* _CHALLENGE_
Every line from the one containing "Pick out each instance of the blue uniform skirt" to the final line of the material below must be reproduced exactly; leave out all other lines.
begin
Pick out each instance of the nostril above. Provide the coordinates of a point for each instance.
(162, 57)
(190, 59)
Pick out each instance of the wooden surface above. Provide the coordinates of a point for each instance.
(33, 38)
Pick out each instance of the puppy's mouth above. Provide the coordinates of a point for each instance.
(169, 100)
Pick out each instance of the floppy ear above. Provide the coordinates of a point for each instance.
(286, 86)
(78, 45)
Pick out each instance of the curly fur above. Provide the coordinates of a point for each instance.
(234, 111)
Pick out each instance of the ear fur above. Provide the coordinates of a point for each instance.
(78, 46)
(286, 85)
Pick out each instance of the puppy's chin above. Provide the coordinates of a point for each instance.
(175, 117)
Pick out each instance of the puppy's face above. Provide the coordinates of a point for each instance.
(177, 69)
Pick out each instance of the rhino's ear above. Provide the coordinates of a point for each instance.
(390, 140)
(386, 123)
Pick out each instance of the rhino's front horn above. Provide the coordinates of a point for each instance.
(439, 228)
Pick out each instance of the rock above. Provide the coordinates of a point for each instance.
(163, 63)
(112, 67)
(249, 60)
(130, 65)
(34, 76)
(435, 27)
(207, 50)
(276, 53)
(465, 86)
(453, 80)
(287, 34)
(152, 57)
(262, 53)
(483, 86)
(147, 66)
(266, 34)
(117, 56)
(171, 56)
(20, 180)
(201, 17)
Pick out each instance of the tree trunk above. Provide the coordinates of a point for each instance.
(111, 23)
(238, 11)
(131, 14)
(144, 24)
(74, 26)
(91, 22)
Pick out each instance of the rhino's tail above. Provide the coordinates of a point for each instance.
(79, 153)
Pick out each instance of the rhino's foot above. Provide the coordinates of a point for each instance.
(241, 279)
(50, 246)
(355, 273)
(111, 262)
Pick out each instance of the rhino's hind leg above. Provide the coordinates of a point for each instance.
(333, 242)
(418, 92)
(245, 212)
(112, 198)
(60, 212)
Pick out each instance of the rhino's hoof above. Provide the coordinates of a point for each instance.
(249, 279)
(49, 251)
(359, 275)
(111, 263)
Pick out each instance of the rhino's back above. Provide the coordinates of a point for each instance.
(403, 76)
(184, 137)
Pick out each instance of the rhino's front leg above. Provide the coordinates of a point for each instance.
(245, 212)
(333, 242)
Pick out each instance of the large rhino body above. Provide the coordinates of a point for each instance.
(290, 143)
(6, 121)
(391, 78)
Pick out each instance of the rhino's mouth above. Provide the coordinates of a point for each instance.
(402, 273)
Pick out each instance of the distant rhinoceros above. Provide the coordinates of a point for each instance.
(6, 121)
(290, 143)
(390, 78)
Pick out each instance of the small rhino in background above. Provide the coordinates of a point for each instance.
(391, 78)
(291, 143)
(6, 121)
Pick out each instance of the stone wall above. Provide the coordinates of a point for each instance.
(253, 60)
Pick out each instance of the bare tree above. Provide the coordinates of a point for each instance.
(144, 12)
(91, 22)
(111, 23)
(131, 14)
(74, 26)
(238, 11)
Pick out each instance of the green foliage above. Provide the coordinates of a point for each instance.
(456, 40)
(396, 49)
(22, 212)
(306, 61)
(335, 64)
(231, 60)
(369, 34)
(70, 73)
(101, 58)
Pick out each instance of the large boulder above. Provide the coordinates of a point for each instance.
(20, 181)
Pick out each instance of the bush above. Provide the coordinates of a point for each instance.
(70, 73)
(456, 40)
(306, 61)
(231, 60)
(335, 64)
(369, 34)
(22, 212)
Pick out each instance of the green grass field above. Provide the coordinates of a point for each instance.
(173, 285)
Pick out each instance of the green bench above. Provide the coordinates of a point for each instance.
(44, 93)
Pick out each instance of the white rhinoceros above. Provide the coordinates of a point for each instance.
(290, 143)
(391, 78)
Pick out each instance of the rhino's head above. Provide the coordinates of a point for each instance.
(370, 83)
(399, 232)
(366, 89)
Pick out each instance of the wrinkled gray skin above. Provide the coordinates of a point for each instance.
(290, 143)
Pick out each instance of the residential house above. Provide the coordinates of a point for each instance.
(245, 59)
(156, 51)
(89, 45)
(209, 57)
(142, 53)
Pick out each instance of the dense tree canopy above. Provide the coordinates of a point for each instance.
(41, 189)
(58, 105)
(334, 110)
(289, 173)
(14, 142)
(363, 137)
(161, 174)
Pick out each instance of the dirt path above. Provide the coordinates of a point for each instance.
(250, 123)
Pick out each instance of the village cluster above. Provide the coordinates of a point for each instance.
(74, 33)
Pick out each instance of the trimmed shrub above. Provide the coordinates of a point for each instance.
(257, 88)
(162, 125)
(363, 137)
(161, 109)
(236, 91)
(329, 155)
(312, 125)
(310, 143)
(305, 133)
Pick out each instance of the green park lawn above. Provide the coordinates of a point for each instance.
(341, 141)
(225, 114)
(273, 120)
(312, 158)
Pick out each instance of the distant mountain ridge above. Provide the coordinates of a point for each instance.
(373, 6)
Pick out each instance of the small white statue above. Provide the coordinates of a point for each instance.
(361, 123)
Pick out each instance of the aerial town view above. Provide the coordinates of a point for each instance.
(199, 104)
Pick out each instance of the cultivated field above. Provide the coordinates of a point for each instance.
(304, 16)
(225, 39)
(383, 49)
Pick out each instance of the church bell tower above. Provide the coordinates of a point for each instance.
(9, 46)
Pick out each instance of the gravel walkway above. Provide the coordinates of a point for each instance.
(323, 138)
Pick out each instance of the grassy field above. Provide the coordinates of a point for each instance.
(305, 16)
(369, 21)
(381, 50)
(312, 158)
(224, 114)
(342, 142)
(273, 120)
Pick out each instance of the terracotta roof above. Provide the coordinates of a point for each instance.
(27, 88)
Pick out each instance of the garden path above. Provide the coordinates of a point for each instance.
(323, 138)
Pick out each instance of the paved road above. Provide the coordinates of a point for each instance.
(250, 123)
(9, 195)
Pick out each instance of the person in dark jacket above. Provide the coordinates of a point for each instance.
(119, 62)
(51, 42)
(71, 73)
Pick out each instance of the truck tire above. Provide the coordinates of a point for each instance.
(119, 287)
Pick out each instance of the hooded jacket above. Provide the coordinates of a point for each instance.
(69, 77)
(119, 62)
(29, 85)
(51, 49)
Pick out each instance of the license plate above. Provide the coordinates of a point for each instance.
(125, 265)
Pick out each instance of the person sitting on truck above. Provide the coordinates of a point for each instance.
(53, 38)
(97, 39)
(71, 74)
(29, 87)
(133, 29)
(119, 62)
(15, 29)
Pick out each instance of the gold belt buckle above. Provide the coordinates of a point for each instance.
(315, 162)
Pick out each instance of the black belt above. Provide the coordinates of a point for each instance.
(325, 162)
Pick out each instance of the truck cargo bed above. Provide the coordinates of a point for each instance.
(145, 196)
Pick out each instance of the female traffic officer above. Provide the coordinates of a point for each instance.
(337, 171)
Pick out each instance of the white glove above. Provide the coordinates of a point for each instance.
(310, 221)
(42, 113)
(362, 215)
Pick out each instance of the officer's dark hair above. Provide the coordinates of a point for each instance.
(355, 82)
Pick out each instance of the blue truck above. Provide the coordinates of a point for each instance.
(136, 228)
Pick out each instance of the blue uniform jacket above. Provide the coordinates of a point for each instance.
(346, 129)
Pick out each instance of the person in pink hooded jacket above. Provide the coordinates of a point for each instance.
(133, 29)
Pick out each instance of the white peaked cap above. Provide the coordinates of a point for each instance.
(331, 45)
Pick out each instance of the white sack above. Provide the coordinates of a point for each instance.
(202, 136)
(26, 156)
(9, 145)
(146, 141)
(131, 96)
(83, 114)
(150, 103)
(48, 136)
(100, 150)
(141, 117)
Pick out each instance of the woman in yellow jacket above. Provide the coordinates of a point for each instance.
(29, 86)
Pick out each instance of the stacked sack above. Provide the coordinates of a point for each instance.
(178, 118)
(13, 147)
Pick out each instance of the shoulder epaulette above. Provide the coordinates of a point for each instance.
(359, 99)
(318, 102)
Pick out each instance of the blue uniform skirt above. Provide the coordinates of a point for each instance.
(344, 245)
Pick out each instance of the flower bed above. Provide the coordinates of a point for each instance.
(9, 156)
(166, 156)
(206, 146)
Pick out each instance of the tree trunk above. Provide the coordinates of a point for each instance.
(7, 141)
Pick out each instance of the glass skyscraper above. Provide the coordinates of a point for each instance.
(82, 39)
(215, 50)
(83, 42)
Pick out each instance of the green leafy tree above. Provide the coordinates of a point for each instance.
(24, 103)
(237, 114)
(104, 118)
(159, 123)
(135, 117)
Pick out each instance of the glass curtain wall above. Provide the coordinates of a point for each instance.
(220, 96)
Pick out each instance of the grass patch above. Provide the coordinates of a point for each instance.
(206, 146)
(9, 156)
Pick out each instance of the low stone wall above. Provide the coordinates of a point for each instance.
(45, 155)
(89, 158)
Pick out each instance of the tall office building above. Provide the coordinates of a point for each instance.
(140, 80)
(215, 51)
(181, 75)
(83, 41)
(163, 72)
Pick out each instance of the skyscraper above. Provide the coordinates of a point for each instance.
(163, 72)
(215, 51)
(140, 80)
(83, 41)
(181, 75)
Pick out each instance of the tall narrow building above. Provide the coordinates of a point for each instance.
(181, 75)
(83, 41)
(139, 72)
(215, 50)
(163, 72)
end
* _WRITTEN REPLY_
Pick out each instance of the blue uniform skirt above. Provide the coordinates of a point for each instance.
(344, 245)
Pick out each instance of the flower bed above. Provide the coordinates of a point for each instance.
(9, 156)
(166, 156)
(206, 146)
Pick out each instance of the tree trunk above. Provide the coordinates of a point for each instance.
(7, 141)
Pick out each instance of the glass skyscraper above. Provide the coordinates of a point for each instance.
(82, 39)
(215, 50)
(83, 42)
Pick out each instance of the green leafy tree above. Provide the coordinates of a point for each instance.
(24, 103)
(237, 114)
(104, 118)
(159, 123)
(135, 117)
Pick out each instance of the glass curtain wall above. Provide the coordinates of a point for each instance.
(220, 96)
Pick out each instance of the grass patch above. Provide the coordinates of a point for each instance.
(206, 146)
(9, 156)
Pick out each instance of the low stone wall above. Provide the coordinates of a point for each instance.
(45, 155)
(89, 158)
Pick out each instance of the tall office building above. Provide the coordinates of a point for each instance.
(140, 80)
(215, 51)
(181, 75)
(83, 41)
(163, 72)
Pick out each instance of the skyscraper above. Provide the coordinates of a point for each instance.
(163, 72)
(215, 51)
(140, 80)
(83, 41)
(181, 75)
Pick out each instance of the tall narrow building above. Provide the coordinates of a point for each instance.
(181, 75)
(83, 41)
(139, 72)
(215, 50)
(163, 72)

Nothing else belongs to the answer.